START Information shown
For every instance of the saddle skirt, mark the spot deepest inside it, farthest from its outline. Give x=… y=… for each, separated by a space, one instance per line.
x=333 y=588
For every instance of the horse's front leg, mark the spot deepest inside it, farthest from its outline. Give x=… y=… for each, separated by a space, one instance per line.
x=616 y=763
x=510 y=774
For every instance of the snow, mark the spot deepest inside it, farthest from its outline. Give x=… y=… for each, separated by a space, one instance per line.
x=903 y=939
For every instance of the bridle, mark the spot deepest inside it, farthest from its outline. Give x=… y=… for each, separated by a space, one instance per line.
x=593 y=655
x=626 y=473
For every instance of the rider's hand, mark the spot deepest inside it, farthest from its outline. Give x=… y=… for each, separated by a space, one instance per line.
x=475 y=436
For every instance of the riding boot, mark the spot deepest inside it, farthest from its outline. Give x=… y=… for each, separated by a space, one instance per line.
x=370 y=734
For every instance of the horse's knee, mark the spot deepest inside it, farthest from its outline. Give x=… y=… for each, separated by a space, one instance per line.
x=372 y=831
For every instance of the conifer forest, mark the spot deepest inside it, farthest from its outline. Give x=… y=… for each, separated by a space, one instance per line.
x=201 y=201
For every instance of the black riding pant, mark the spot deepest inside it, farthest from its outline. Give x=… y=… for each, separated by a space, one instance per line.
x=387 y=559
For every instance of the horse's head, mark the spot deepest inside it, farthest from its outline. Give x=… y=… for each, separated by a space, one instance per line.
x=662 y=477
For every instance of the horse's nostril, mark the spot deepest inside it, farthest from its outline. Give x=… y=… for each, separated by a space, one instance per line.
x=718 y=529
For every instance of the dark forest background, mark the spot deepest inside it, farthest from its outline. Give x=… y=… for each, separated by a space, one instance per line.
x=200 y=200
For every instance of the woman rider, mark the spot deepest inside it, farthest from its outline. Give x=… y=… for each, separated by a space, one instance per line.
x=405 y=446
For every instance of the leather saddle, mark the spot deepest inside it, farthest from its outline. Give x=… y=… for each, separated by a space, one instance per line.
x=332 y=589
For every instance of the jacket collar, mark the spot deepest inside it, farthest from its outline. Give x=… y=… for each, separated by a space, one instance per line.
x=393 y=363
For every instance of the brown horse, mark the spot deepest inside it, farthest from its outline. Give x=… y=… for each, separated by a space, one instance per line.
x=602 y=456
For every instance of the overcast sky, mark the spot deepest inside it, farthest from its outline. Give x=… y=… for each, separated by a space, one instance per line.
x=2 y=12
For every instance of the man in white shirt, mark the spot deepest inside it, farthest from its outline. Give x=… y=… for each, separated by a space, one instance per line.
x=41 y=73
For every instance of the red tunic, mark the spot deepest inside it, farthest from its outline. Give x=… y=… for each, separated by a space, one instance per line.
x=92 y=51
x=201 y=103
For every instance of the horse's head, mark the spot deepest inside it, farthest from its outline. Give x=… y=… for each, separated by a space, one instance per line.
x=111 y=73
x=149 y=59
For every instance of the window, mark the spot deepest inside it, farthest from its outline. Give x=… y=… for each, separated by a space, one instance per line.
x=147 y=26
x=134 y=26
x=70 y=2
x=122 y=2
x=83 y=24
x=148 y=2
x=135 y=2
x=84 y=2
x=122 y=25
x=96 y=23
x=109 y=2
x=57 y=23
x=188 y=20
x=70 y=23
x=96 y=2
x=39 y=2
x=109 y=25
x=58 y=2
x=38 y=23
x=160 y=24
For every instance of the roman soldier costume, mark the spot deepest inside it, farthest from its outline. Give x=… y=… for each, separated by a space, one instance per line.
END Information shown
Problem to solve -
Retype the line containing "For every instance of the jacket" and each line after it through the end of the listing, exactly, leaving out everything else.

Answer for this exercise -
For every instance of the jacket collar, mark the spot deepest inside it, farthest from its outline. Give x=… y=… for each, separated by a space, one instance per line.
x=393 y=363
For every instance of the brown horse, mark the spot deepest inside it, farthest from its outline. Give x=… y=… for each, separated by a space, one instance per line.
x=602 y=456
For every instance of the overcast sky, mark the spot deepest inside it, farthest from its outline. Give x=… y=… for each, separated by a space, one instance per line.
x=2 y=12
For every instance of the man in white shirt, mark the spot deepest inside it, farthest from its outline. Give x=… y=… for each, separated by a space, one instance per line.
x=41 y=73
For every instance of the red tunic, mark the spot deepest inside it, farthest from its outline. Give x=… y=… for each, separated by a space, one instance per line.
x=92 y=51
x=201 y=103
For every instance of the horse's head, mark the spot deepest inside it, farthest from its outline. Give x=… y=… for each, separated by a space, one instance per line.
x=111 y=73
x=149 y=59
For every instance of the window, mark the spot deepest inside it, farthest from its outline. Give x=… y=… for each, separated by a space, one instance per line.
x=147 y=26
x=134 y=26
x=70 y=2
x=122 y=2
x=83 y=24
x=148 y=2
x=135 y=2
x=84 y=2
x=122 y=25
x=96 y=23
x=109 y=2
x=57 y=23
x=188 y=20
x=70 y=23
x=96 y=2
x=39 y=2
x=109 y=25
x=58 y=2
x=38 y=23
x=160 y=24
For every instance of the roman soldier costume, mark the spot deepest inside it, farthest from its outline. Give x=… y=… for each, separated by a space, one instance per line.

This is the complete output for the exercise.